It's a ruddy disgrace I tell, not only do we have a party leader who accepts that activities in his party were wrong, without dissembling, but the Party abides by the law, and gets its money from the little people.
Shouldn't be alowed I tell you

Posted by: Elaib | Feb 11, 2007 11:08:51 AM

This whole party funding business is the height of detestable hypocrisy. What the hell is wrong with parties receiving funds, as long as they're recorded? And even those which are not - maybe I'm missing something here but what's the big deal? They can do as they wish.

Posted by: james higham | Feb 11, 2007 11:18:52 AM

Nigel Farage was interviewed on Hard Talk by Andrew Neil last night. Much to my surprise he was really quite impressive.

****

* Work instruction 1:
Answer these from the blog comments, please:
(a) Who posted the comment at 11:18:52 AM?
(b) According to the first comment, where does the Party get its money?
(c) Who interviewed Nigel Farage on Hard Talk?
* Work instruction 2: In the blog comments, shorten the paragraph beginning "This whole party funding business" and keep its main points.

* Available data:

****

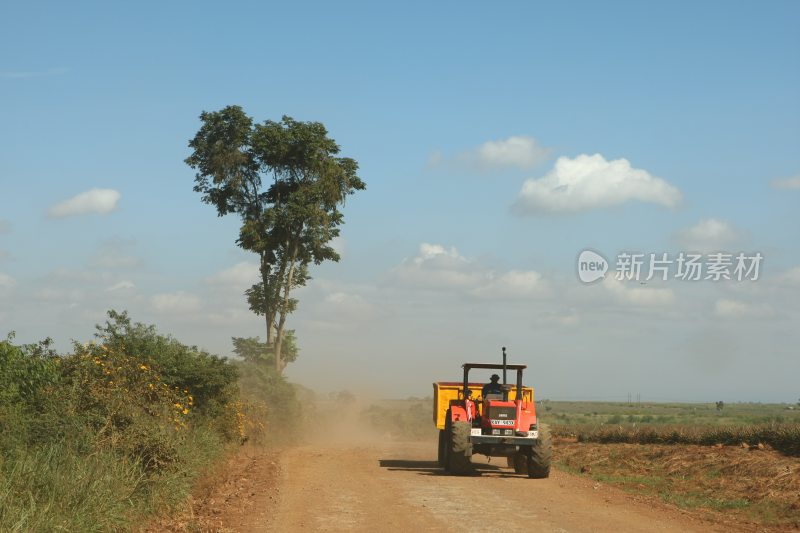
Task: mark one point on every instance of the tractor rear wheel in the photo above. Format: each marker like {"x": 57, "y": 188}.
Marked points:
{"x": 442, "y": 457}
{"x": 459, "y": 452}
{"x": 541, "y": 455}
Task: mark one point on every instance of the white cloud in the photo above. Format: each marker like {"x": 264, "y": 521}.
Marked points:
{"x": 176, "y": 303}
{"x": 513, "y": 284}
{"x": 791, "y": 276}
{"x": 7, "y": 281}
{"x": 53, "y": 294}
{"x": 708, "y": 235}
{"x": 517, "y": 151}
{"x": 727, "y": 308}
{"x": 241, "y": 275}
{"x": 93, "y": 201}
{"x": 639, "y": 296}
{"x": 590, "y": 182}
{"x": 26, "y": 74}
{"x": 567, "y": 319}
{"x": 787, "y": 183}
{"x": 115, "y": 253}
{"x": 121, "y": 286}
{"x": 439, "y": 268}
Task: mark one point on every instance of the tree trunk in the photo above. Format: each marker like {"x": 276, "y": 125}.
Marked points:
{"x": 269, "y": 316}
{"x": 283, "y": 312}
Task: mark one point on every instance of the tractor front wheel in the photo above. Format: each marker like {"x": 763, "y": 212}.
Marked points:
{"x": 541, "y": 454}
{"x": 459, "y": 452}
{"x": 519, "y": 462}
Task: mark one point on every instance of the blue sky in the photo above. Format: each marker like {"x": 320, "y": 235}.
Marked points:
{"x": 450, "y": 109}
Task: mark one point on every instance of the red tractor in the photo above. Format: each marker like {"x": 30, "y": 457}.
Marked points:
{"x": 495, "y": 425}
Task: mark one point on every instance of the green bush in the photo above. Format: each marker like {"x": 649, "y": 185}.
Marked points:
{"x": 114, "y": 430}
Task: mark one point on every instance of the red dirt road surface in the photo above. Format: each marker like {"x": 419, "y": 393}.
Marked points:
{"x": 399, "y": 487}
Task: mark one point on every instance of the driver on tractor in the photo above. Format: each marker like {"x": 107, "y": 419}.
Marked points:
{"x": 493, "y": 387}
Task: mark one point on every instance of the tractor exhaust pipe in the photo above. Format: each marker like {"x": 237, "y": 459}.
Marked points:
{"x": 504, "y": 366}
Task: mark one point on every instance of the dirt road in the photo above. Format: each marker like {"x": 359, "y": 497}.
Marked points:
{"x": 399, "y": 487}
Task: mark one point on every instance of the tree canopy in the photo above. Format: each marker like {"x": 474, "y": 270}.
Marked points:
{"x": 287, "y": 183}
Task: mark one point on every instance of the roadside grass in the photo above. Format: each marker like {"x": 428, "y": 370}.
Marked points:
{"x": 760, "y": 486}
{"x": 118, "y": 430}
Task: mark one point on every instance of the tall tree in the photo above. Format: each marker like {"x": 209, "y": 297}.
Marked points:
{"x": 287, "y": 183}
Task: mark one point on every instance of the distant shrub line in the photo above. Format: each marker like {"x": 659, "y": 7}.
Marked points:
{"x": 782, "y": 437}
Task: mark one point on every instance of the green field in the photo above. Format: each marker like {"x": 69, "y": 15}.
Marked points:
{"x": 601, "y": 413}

****

* Response box 1:
(a) james higham
(b) From the little people.
(c) Andrew Neil

* Response box 2: The party funding business is detestable hypocrisy. There is nothing wrong with parties receiving recorded funds. Even unrecorded funds seem no big deal to the writer, since parties can do as they wish.